Prompt -> In the records below, please retype word for word every line from the one containing "column 0, row 45." through the final one, both included, and nothing else.
====== Material for the task ======
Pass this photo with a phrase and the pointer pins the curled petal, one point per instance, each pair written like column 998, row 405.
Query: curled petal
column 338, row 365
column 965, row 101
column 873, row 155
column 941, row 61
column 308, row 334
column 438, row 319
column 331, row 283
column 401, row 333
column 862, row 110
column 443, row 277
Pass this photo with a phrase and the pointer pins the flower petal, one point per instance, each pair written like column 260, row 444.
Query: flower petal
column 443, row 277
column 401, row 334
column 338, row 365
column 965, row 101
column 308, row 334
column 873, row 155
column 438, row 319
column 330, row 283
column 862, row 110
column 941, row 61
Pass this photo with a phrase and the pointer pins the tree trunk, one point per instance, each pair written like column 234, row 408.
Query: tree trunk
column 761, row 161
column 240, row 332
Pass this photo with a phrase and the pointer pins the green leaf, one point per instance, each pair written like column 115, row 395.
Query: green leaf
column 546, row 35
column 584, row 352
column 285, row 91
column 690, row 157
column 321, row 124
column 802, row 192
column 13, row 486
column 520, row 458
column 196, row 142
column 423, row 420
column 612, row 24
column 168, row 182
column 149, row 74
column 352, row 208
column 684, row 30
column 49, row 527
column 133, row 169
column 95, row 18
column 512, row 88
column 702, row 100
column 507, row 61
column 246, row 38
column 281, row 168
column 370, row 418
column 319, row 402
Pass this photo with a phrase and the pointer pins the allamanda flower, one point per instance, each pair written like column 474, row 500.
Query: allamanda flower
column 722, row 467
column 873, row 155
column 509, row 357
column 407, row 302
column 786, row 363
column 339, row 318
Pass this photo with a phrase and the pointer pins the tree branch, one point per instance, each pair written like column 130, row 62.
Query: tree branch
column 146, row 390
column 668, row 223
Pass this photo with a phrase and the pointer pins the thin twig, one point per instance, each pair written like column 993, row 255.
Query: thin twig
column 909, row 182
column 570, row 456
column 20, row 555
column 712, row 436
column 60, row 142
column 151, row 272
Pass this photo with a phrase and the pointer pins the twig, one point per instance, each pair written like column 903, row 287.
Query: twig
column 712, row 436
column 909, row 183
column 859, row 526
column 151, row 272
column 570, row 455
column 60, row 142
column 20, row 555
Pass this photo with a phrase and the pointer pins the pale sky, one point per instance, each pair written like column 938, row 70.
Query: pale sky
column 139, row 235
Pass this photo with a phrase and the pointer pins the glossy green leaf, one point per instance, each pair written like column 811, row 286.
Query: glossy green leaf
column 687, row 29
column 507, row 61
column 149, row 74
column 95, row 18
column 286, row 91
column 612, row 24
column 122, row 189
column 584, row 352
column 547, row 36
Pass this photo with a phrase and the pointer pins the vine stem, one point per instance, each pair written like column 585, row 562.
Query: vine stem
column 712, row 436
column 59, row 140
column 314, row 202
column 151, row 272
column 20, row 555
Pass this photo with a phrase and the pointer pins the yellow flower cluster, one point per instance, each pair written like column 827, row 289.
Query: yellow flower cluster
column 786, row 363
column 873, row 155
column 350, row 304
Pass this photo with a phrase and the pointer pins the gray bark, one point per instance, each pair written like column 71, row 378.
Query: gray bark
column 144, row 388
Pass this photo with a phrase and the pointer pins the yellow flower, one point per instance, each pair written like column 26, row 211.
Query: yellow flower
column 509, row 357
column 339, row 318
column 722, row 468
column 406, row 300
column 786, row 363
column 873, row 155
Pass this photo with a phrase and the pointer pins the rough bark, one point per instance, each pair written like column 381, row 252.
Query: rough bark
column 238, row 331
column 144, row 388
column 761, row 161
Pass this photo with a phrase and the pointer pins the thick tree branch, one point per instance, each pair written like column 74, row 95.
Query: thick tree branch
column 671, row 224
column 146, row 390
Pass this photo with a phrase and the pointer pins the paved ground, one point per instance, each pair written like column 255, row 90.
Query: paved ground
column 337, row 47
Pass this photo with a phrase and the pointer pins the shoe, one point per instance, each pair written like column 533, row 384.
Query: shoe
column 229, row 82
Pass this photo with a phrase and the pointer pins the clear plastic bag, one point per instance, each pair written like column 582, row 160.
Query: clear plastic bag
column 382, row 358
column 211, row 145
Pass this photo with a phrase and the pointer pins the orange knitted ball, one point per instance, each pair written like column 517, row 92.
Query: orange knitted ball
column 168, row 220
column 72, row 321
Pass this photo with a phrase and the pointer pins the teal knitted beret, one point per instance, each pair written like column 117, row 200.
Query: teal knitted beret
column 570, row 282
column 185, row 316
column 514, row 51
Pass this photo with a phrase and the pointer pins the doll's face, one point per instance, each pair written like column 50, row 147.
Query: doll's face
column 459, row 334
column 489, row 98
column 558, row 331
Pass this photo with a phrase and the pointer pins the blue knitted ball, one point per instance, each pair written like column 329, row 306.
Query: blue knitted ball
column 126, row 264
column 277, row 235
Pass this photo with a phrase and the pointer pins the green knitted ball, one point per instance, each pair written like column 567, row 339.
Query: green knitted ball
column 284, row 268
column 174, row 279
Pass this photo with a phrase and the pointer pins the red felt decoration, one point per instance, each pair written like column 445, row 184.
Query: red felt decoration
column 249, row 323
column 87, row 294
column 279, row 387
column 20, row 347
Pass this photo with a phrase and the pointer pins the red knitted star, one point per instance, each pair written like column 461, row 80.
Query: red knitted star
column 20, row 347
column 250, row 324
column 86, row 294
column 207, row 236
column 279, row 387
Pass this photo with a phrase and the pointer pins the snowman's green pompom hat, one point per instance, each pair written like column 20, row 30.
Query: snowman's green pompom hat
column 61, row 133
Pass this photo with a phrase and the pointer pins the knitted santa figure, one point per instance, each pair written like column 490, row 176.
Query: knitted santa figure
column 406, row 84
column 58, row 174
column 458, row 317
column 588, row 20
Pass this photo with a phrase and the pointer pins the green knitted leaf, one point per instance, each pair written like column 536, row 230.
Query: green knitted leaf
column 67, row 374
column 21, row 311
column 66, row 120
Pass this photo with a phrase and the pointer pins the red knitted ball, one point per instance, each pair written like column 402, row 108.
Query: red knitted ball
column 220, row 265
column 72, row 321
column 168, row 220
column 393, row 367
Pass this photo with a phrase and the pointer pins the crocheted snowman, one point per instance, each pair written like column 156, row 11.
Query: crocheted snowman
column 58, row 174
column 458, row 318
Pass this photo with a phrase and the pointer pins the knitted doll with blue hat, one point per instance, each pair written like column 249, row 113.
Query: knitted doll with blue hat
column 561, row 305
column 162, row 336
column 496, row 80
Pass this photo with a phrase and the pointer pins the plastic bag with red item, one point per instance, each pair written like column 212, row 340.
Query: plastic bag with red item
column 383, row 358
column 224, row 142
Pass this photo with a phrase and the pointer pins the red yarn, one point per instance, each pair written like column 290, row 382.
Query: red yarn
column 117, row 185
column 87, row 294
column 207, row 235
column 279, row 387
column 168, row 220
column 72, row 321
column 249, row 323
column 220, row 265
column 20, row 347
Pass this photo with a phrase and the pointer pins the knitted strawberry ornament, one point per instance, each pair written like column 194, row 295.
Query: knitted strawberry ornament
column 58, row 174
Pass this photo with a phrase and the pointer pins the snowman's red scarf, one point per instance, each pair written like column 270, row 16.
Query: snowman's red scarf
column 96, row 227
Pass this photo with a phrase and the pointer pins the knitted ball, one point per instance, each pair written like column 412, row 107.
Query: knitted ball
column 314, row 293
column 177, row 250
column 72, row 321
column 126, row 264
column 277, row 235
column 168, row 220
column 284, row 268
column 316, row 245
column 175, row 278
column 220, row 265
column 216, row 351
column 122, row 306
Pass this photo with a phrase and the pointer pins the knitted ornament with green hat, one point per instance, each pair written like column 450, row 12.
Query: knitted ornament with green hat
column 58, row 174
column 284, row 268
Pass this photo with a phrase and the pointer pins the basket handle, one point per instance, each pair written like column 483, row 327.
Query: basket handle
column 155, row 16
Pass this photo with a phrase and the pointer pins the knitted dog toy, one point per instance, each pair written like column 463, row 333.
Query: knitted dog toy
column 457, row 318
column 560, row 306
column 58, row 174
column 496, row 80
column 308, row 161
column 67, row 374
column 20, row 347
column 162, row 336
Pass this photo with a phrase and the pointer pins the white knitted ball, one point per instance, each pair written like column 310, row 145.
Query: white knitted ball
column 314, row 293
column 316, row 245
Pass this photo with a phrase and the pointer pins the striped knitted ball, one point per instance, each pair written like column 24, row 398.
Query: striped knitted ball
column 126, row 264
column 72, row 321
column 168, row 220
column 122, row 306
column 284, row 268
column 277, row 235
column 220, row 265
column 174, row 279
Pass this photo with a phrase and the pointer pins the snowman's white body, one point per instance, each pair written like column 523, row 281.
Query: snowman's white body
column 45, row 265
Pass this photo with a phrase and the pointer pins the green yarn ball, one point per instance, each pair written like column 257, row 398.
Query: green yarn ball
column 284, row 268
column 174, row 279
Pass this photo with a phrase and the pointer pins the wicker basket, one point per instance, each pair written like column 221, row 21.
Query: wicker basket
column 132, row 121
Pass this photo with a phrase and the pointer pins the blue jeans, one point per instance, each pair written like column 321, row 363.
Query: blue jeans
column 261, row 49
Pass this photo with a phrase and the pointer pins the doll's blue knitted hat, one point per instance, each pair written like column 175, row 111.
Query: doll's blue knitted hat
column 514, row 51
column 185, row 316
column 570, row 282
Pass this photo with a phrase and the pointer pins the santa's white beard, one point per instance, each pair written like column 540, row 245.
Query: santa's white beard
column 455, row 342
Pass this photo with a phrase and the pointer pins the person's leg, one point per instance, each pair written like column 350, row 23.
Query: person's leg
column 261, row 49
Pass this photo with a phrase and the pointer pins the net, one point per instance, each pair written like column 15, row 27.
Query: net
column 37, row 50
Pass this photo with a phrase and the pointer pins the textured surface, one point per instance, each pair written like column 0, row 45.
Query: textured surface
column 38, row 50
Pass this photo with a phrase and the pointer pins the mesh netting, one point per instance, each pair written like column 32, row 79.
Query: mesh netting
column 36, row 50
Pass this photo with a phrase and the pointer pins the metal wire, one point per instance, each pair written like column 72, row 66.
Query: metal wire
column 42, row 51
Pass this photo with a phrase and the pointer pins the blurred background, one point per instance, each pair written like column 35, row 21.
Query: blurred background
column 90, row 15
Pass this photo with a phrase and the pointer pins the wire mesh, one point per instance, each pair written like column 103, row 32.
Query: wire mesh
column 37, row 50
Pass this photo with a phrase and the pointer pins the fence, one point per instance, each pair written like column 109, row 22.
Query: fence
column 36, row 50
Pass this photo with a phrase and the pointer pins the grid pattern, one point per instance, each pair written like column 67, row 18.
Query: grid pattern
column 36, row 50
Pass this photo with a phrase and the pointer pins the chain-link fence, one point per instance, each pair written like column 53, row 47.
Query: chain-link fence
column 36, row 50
======
Written answer ->
Pass this photo with a phrase and the pointer pins the textured surface, one point per instance, each pair written like column 0, row 45.
Query: textured surface
column 38, row 50
Pass this photo with a phrase and the pointer pins the mesh netting, one point per instance, each pair written like column 32, row 79.
Query: mesh netting
column 36, row 50
Pass this photo with a phrase and the pointer pins the metal wire, one point per instance, each pair written like column 72, row 66.
Query: metal wire
column 42, row 51
Pass this photo with a phrase and the pointer pins the blurred background, one point per instance, each pair written like column 35, row 21.
Query: blurred background
column 90, row 15
Pass this photo with a phrase and the pointer pins the wire mesh, one point per instance, each pair written like column 103, row 32.
Query: wire mesh
column 37, row 50
Pass this photo with a phrase and the pointer pins the fence, one point per instance, each pair written like column 109, row 22.
Query: fence
column 36, row 50
Pass this photo with a phrase and the pointer pins the grid pattern, one point per instance, each pair written like column 67, row 18.
Query: grid pattern
column 36, row 50
Pass this photo with a phrase and the pointer pins the chain-link fence, one point per instance, each pair written like column 53, row 47.
Query: chain-link fence
column 36, row 50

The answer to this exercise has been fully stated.